— Exercise tasks —
1. In the excerpt on the De Mau Mau press coverage, where does the conversation that Vernon Jarrett quotes take place?
2. Repeat the part of the excerpt on the De Mau Mau press coverage starting with "Vernon Jarrett often" and going on through "asks his friend.".
3. Pick up the excerpt on the De Mau Mau press coverage after its last sentence and carry it forward.

Start of Excerpt provided

Vernon Jarrett often quotes common Black Chicagoans talking to each other on the topics of the day in public spaces, and today it’s a “snack counter” in Lake Meadows.

“Do you think they did it—all those murders—or is it one of those political scare tricks?” one man asks his friend.

“It don’t make no difference whether it was them or not. We’ve got people today that will kill you—kill anybody, white, black, old or young, anybody—just like it’s nothing.”

“You’re right, brother. I’m a retired railroad man and I’ve been in every big city in this country over the past 50 years, and I have never seen so many young folks with their minds messed up as I have for the past 10 years.”

“And for the first time in my life I’m afraid to walk to the drugstore at night,” the first man finishes the dialogue.

“These old-timers were stating a truth that has been ignored for the last decade,” writes Jarrett. “And maybe now that a shocking brand of De Mau Mau terror may have resulted in the murder of innocent whites, the entire nation will understand the daily fears that innocent blacks have suffered for more than a decade.

“There is clearly a new, self-destructive, world-hating breed of black youths currently being processed in the ghetto laboratories of America’s big cities. This is probably the first modern generation of black Americans with such a high proportion off youths who have just about completely written off life.”

Most Black people know this, writes Jarrett, and they know that murders like the ones attributed to “De Mau Mau” are “a common phenomenon” in Black neighborhoods.

“The only difference is that the victims are usually black.”

You can send these youths to jail, have them “chant ‘I am somebody’ and shout ‘black is beautiful’ all day long,” writes Jarrett, but the situation needs much more serious interventions.

“And to double the tragedy, there probably are millions of people at all levels who view this new breed of twisted souls only as gangs of degenerate blacks who nurse intense hatred for whites, and nothing else.”

Chicago Today: editorial

In addition to reporting on the surrender of the two fugitive suspects, and discovery of a second coded list of alleged De Mau Mau members, Chicago Today runs another editorial today:

“It is easy to forecast, and to understand, the general public reaction to disclosures about De Mau Mau. It will be horror, anger, and a demand for strong action to wipe out the threat. For many white Americans, this is a nightmare come true: A militant black organization, more fanatic and more indiscriminately violent than the Black Panthers, whose members—Viet Nam veterans trained in the use of weapons—seem bent on using their training to kill whites. Just about any whites.”

But, writes Today, the reality of “secret organizations” is usually “smaller and less frightening.” Although just the reality of six men murdering nine people “in random butcheries whose only motivation seems to be race hatred” is, Today admits, already “fearful enough.”

End of Excerpt provided
Start of Records provided

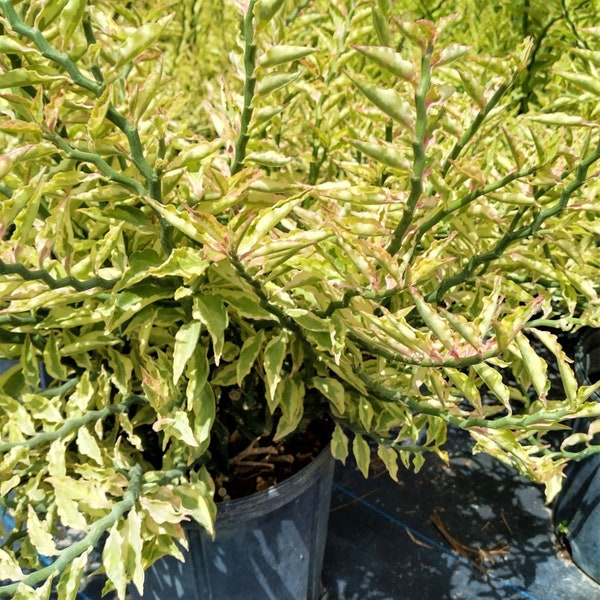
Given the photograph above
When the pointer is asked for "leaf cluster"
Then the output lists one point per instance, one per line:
(224, 221)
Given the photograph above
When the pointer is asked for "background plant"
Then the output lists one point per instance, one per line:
(268, 212)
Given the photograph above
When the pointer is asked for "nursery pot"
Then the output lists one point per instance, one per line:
(577, 508)
(268, 546)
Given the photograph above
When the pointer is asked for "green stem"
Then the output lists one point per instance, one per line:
(249, 87)
(513, 234)
(7, 191)
(98, 161)
(66, 557)
(541, 417)
(416, 182)
(470, 197)
(376, 348)
(97, 87)
(48, 51)
(71, 425)
(529, 71)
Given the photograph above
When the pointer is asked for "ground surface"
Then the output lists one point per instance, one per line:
(470, 530)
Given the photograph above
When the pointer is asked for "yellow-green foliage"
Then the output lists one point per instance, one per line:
(268, 212)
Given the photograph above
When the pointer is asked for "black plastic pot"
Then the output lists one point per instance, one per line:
(577, 508)
(268, 546)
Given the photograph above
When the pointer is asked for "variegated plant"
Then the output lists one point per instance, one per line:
(240, 216)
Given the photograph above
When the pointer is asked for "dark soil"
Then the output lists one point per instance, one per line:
(264, 463)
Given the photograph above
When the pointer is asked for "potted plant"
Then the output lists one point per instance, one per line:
(227, 229)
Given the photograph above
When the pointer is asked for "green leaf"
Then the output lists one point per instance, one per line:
(333, 390)
(248, 355)
(21, 77)
(70, 18)
(391, 102)
(385, 154)
(493, 380)
(569, 381)
(365, 413)
(24, 592)
(278, 55)
(291, 403)
(275, 81)
(39, 534)
(211, 311)
(70, 579)
(193, 154)
(362, 454)
(585, 82)
(186, 343)
(390, 459)
(339, 444)
(390, 60)
(381, 26)
(269, 158)
(176, 426)
(265, 10)
(197, 499)
(112, 560)
(535, 366)
(9, 567)
(88, 446)
(52, 360)
(204, 411)
(9, 45)
(143, 37)
(132, 300)
(274, 355)
(266, 220)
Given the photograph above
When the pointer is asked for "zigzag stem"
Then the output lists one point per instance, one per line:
(470, 197)
(416, 181)
(507, 422)
(113, 115)
(71, 425)
(98, 161)
(66, 557)
(52, 282)
(513, 234)
(4, 189)
(249, 87)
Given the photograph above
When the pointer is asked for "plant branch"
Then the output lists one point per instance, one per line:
(513, 234)
(416, 181)
(66, 557)
(47, 51)
(97, 87)
(7, 191)
(71, 425)
(378, 349)
(98, 161)
(471, 196)
(469, 134)
(541, 417)
(249, 87)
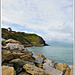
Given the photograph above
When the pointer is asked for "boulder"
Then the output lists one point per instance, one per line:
(17, 55)
(69, 73)
(18, 64)
(51, 69)
(7, 55)
(6, 70)
(31, 69)
(49, 62)
(38, 59)
(40, 55)
(40, 65)
(23, 73)
(62, 67)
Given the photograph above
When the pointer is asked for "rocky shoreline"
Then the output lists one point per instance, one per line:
(23, 62)
(17, 60)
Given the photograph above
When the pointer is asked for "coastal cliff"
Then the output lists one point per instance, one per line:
(24, 38)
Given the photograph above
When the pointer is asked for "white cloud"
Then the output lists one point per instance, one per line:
(52, 17)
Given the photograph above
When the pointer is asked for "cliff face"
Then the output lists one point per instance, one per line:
(24, 38)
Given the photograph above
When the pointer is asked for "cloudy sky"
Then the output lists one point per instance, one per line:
(51, 19)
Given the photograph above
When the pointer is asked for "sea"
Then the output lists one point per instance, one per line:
(58, 53)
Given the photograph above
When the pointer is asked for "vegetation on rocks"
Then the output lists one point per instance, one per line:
(24, 38)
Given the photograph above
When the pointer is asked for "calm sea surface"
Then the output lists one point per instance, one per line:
(58, 53)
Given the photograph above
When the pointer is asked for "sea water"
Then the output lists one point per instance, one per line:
(57, 53)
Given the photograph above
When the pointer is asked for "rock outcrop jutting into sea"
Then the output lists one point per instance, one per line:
(20, 61)
(24, 38)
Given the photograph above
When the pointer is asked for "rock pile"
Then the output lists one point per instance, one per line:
(23, 62)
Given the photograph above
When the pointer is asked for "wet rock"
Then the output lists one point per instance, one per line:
(23, 73)
(71, 67)
(6, 70)
(35, 70)
(69, 73)
(49, 62)
(7, 55)
(40, 65)
(40, 55)
(20, 62)
(51, 69)
(17, 55)
(62, 67)
(38, 59)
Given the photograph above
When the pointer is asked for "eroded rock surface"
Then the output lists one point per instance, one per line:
(35, 70)
(6, 70)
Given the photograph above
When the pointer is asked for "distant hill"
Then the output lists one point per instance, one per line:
(24, 38)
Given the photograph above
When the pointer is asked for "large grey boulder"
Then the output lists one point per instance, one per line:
(38, 59)
(49, 62)
(51, 69)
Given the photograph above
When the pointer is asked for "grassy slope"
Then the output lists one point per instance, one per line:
(24, 38)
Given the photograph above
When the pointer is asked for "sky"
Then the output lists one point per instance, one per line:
(50, 19)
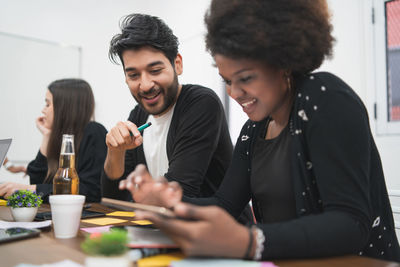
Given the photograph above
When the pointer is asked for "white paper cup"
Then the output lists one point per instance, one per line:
(66, 213)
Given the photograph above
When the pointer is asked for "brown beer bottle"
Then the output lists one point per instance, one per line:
(66, 180)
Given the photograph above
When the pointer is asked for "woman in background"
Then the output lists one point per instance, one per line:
(69, 109)
(306, 158)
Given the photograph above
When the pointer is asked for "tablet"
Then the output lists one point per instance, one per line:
(17, 233)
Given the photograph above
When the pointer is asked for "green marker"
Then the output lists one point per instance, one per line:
(141, 128)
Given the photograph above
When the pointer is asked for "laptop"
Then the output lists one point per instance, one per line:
(4, 146)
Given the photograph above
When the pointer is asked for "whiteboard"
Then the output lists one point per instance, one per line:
(27, 67)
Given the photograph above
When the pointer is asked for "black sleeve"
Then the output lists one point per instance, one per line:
(133, 157)
(92, 153)
(234, 193)
(197, 136)
(37, 169)
(110, 187)
(338, 139)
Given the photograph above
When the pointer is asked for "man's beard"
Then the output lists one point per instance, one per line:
(169, 97)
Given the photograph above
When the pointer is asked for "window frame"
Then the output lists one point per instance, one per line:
(383, 125)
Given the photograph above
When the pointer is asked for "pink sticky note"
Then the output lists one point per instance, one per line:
(268, 264)
(100, 229)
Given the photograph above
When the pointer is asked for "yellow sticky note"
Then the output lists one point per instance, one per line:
(122, 213)
(159, 260)
(142, 222)
(104, 221)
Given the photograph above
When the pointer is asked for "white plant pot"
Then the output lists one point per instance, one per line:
(112, 261)
(25, 214)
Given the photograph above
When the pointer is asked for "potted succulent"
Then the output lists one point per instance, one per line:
(24, 205)
(107, 249)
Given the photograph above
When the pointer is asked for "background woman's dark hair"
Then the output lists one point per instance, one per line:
(73, 104)
(293, 35)
(139, 30)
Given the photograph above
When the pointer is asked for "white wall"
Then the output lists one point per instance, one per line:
(90, 24)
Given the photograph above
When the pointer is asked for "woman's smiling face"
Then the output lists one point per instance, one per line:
(259, 90)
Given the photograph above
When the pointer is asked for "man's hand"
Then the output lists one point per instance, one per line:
(7, 189)
(120, 139)
(146, 190)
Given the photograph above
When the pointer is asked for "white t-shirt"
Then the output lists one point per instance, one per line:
(155, 143)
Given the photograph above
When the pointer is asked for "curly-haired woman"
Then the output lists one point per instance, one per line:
(306, 158)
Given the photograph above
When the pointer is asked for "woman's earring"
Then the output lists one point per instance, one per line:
(289, 82)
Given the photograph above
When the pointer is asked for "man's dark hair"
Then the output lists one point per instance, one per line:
(293, 35)
(140, 30)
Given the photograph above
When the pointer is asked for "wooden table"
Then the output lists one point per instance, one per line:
(47, 249)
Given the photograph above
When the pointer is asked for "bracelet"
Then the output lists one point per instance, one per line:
(260, 239)
(8, 164)
(250, 245)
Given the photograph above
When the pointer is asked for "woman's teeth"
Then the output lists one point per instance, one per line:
(248, 103)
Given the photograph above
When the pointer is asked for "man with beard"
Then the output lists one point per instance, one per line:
(189, 140)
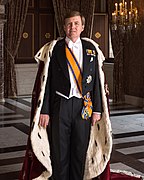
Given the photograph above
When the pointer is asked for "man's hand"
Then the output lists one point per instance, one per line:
(95, 117)
(43, 120)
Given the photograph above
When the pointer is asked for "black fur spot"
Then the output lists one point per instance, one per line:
(92, 160)
(39, 102)
(104, 157)
(98, 126)
(45, 55)
(39, 135)
(43, 77)
(43, 153)
(39, 54)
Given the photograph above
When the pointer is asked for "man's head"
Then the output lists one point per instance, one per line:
(74, 24)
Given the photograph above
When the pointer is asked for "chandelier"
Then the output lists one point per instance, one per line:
(125, 17)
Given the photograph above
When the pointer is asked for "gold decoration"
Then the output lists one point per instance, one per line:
(25, 35)
(125, 17)
(97, 35)
(47, 35)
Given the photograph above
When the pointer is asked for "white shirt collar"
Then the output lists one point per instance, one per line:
(71, 44)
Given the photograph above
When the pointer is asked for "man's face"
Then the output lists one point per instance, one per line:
(73, 27)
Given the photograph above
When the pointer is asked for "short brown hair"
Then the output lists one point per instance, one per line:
(74, 13)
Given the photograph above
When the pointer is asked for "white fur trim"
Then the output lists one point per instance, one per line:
(127, 173)
(103, 138)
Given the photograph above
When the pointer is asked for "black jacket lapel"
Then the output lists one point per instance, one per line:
(86, 59)
(62, 58)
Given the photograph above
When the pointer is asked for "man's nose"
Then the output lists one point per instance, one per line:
(72, 25)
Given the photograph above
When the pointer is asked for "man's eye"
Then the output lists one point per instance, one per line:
(76, 23)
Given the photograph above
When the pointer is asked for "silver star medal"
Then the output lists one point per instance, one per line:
(91, 60)
(89, 79)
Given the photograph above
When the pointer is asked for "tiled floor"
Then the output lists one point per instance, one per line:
(128, 137)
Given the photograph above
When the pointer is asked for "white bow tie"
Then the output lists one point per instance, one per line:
(75, 45)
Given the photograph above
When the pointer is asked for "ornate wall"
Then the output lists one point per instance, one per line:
(134, 59)
(2, 21)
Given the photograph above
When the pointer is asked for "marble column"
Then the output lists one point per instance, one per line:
(2, 22)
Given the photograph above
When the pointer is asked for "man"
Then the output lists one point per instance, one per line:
(70, 135)
(63, 101)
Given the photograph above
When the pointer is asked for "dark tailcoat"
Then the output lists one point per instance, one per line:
(59, 80)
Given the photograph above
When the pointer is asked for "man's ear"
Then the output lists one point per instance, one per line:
(82, 27)
(64, 27)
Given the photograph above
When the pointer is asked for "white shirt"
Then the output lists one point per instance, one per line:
(77, 50)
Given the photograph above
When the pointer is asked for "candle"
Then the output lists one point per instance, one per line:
(114, 18)
(120, 7)
(131, 5)
(136, 14)
(125, 5)
(130, 16)
(116, 8)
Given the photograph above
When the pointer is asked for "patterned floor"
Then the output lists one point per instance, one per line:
(128, 137)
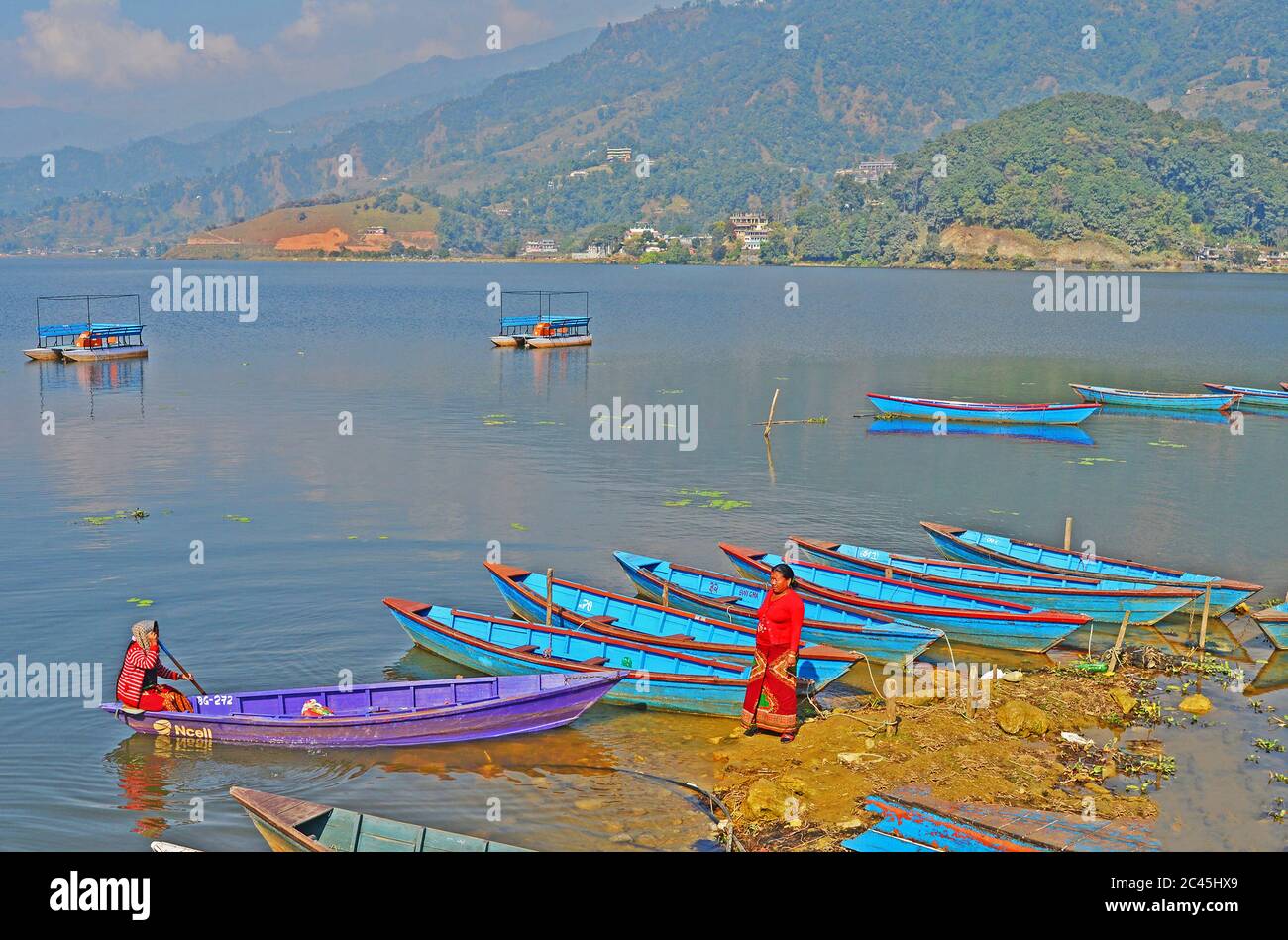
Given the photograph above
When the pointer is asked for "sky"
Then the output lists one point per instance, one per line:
(132, 59)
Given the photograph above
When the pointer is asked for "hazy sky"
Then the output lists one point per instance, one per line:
(130, 59)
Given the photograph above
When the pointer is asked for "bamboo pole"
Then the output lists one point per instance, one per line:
(550, 584)
(1119, 644)
(771, 421)
(1207, 603)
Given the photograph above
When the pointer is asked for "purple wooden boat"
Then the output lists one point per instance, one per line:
(382, 715)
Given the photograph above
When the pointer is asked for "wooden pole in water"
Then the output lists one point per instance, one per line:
(1119, 644)
(772, 406)
(1207, 603)
(550, 583)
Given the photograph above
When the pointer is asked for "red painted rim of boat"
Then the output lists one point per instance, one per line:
(954, 533)
(410, 609)
(1019, 612)
(815, 652)
(961, 583)
(986, 406)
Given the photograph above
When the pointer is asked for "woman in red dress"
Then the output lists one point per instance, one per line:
(137, 685)
(771, 702)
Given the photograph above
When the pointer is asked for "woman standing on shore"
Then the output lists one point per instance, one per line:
(771, 702)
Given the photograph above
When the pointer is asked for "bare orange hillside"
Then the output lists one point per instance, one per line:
(331, 240)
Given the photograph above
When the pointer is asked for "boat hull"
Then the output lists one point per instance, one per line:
(498, 645)
(1131, 398)
(880, 639)
(980, 548)
(983, 412)
(446, 711)
(1103, 601)
(964, 618)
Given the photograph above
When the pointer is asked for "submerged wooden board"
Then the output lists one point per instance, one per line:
(1059, 831)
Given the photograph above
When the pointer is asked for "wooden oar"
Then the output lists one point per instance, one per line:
(194, 682)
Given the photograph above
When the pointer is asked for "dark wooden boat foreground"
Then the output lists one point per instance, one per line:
(296, 825)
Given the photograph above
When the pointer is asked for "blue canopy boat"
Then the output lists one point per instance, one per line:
(964, 617)
(1056, 434)
(658, 678)
(1274, 622)
(1154, 399)
(1257, 398)
(88, 340)
(986, 412)
(1103, 600)
(544, 329)
(982, 548)
(733, 600)
(578, 606)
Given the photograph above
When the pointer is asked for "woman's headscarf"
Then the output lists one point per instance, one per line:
(141, 631)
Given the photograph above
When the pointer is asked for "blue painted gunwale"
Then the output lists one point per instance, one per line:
(1274, 622)
(1103, 600)
(662, 679)
(964, 617)
(984, 412)
(983, 548)
(578, 606)
(733, 600)
(1262, 398)
(1154, 399)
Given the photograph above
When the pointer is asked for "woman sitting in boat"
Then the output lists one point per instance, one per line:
(771, 700)
(137, 685)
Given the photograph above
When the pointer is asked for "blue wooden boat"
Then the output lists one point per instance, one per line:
(576, 606)
(982, 548)
(983, 412)
(907, 828)
(658, 678)
(919, 816)
(1056, 434)
(733, 600)
(296, 825)
(1154, 399)
(964, 617)
(1274, 622)
(1257, 398)
(1103, 600)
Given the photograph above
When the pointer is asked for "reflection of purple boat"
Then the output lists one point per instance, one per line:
(1060, 434)
(384, 715)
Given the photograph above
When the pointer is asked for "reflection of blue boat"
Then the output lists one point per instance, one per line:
(1131, 398)
(982, 548)
(983, 412)
(1260, 398)
(1060, 434)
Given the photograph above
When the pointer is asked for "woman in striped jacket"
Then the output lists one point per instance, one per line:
(137, 685)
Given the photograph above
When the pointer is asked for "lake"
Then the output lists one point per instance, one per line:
(458, 447)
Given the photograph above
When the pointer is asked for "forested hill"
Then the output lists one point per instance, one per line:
(737, 102)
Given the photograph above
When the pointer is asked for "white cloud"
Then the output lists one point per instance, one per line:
(89, 40)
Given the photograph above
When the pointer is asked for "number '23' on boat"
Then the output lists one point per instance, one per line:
(1154, 399)
(735, 601)
(982, 548)
(576, 606)
(1103, 600)
(986, 412)
(382, 715)
(964, 617)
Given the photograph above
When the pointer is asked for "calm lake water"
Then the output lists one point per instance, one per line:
(456, 443)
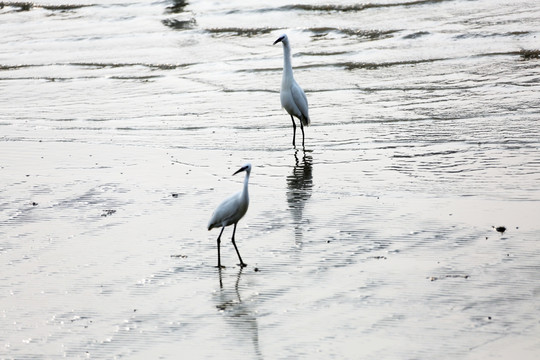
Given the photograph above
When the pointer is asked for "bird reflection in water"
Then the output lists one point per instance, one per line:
(240, 314)
(299, 187)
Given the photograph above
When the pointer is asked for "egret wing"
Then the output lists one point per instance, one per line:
(226, 213)
(300, 100)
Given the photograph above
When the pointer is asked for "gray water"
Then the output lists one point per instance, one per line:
(122, 123)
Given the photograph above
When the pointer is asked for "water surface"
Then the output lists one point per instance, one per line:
(121, 127)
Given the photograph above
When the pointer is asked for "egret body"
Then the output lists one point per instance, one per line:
(293, 99)
(230, 211)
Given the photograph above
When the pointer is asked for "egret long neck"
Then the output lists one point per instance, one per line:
(287, 65)
(245, 191)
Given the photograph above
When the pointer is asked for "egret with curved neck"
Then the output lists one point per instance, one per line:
(230, 211)
(293, 99)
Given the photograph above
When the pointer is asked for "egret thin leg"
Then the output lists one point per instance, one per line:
(219, 243)
(294, 130)
(302, 128)
(236, 248)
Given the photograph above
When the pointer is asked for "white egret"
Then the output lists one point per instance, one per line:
(293, 98)
(230, 211)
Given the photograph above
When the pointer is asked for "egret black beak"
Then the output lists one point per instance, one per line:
(278, 40)
(243, 168)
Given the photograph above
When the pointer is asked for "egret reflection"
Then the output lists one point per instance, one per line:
(299, 187)
(241, 315)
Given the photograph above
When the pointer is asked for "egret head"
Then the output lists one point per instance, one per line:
(246, 168)
(283, 38)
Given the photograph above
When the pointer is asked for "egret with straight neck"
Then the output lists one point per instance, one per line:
(230, 211)
(293, 98)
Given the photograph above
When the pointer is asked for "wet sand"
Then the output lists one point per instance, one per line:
(377, 241)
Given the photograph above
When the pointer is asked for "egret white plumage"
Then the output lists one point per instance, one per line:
(230, 211)
(293, 98)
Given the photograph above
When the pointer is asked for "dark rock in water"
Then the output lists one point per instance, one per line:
(501, 229)
(108, 212)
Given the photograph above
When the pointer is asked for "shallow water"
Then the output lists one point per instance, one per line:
(122, 125)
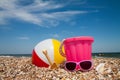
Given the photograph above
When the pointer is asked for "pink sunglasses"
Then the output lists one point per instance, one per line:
(84, 65)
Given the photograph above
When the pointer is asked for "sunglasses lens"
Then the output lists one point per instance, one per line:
(86, 65)
(71, 66)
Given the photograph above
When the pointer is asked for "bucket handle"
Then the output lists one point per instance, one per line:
(60, 49)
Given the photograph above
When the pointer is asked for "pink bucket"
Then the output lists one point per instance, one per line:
(77, 48)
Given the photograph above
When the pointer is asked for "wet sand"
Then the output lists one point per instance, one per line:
(21, 68)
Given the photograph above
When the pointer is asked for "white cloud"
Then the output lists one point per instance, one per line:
(36, 12)
(23, 38)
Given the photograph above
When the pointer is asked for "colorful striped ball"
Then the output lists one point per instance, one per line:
(52, 47)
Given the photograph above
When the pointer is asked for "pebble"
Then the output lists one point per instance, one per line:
(21, 68)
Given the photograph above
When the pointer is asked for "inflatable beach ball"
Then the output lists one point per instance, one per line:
(52, 47)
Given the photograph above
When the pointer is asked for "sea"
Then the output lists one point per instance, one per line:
(108, 54)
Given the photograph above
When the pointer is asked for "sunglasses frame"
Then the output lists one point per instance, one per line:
(78, 64)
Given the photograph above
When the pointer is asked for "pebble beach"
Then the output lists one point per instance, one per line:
(21, 68)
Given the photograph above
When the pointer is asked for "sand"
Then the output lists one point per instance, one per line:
(21, 68)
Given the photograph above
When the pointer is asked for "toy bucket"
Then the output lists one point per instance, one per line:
(77, 48)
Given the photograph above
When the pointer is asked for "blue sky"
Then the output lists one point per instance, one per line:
(24, 23)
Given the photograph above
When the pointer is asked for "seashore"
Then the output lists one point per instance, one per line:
(21, 68)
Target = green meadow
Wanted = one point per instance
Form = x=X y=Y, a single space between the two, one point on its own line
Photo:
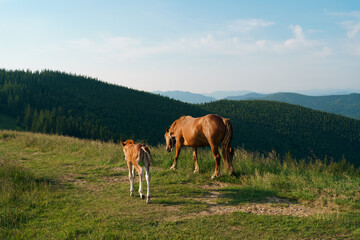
x=56 y=187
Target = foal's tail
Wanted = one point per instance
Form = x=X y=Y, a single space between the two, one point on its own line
x=146 y=150
x=227 y=151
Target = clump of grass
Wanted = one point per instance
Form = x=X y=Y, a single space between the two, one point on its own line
x=23 y=195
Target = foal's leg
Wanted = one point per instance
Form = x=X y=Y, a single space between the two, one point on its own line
x=196 y=170
x=147 y=176
x=140 y=172
x=216 y=153
x=178 y=148
x=131 y=178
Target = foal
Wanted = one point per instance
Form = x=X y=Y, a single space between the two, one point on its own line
x=134 y=155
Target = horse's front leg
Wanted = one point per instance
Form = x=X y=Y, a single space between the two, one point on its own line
x=178 y=148
x=196 y=170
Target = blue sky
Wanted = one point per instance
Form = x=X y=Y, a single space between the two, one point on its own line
x=198 y=46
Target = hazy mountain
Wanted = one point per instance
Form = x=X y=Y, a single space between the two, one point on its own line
x=64 y=104
x=186 y=96
x=249 y=96
x=225 y=94
x=346 y=105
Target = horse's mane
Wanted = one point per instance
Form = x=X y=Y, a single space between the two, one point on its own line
x=177 y=121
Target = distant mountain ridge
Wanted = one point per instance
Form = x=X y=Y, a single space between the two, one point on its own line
x=186 y=96
x=64 y=104
x=347 y=104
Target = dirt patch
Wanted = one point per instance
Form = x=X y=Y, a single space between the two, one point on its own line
x=271 y=206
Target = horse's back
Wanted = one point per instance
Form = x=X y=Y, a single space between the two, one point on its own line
x=202 y=131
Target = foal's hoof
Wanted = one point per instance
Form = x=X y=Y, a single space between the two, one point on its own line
x=214 y=176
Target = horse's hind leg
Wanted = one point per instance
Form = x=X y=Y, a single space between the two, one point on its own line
x=196 y=170
x=216 y=153
x=147 y=177
x=228 y=154
x=140 y=172
x=131 y=178
x=177 y=153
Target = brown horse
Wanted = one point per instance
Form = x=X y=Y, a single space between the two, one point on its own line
x=210 y=130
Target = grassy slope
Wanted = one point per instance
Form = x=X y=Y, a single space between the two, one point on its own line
x=60 y=187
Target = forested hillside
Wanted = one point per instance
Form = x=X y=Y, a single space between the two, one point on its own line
x=55 y=102
x=346 y=105
x=266 y=126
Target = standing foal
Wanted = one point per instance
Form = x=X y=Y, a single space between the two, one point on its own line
x=134 y=155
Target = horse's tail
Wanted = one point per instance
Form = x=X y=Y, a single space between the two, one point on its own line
x=146 y=150
x=227 y=151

End of Records provided

— Per-task outputs —
1. It takes place at a snack counter in Lake Meadows.

2.
Vernon Jarrett often quotes common Black Chicagoans talking to each other on the topics of the day in public spaces, and today it’s a “snack counter” in Lake Meadows.

“Do you think they did it—all those murders—or is it one of those political scare tricks?” one man asks his friend.

3.
Still, while there’s no excuse for violence or murder, Today writes of the widespread bitterness among Black veterans returning to find no jobs after serving in “a despised war” and wonders what’s to be done about it.

“Certainly the law must be enforced; killers must be caught and punished, whatever their motives are. But does this seem to you a satisfactory answer to the hatred and despair of De Mau Mau? Does it seem that way to our government?”

Chicago Daily News

The car of murdered SIU student Michael Gerchenson was used to drive to Barrington Hills, resulting in the murder of the Corbett family in August, “investigators told The Daily News Wednesday.”

The car was also driven around the country, and possibly used in the murder of an Oklahoma state cop. The story also mentions that two golf balls were found in the car from an Oklahoma City driving range “where a shopkeeper and two members of his family were slain in July.”

“Gerchenson apparently was killed to get his auto, investigators said. An informant told police that several De Mau Mau members had attended a meeting in Carbondale, Ill. and decided to abduct Gerchenson so they could steal his auto.”

The suspects are now appearing in courtrooms for preliminary hearings, and a Cook Country grand jury is about to begin hearing witnesses.

October 19, 1972

Chicago Today

October 19, 1972

Chicago Today: restaurant ads

October 19, 1972

Chicago Today: Full page McGovern ad

October 19, 1972

Chicago Today: Letters

October 19, 1972

Chicago Sun-Times

October 19, 1972

Chicago Sun-Times

October 19, 1972

Chicago Today: QB Lunch

October 19, 1972: De Mau Mau Day 5

Chicago Daily Defender

The Defender’s front page pictures De Mau Mau suspects Nathaniel Burse, left, and Donald Taylor, right, “as they leave suburban Oak Lawn Circuit Court yesterday after their arraignment was postponed until October 24.”

This unbylined article reports that suspect Garland Jackson would have committed suicide if not for his mother, according to a friend.

“Efforts were made Tuesday to assure both Jackson and Darrell Patry, 20, that neither police nor sheriff’s deputies would harm them.” Barry Wright, head of Concerned Citizens from Vietnam, and U.S. Rep. Ralph Metcalfe are also overseeing “safeguards for at least one fugitive, Jackson.”

Chicago Daily News: letters

by Edmund J. Rooney and Phillip J. O’Connor

The De Mau Mau informant’s inside story of the Corbett family killings was “obtained by The Daily News from police sources, who said the informant identified four men who have been charged with the murders” but wouldn’t disclose the informer’s identity.

According to the informant, the Corbetts were being held in the mansion’s pantry when Mrs. Corbett’s daughter, Barbara Boand, 22, “bolted from the pantry” to help the family dog “after one of the men stabbed the pet.”

“She was then cut down with a .30-caliber carbine rifle by another of the men who had forced their way into the Corbett home, the informant said.

“The man who stabbed the dog had been helping his partner hold the four members of the Corbett family in the pantry while the other two men began to loot upstairs bedrooms….While the looting continued upstairs, the knife-wielding man became rattled by the loud and continuous barking of the Corbett’s female dachshund, the informant said. In a move to silence the dog, the knife-wielder seized the pet and slashed it.

“Miss Boand, who had been standing calmly with the other three slaying victims, became very upset over the stabbing and ran to accost the man who had stabbed the dog….When the shot that killed Miss Boand rang out, the two invaders who were upstairs hurried to the pantry”.

The other three family members were still held in the pantry by the man with the rifle.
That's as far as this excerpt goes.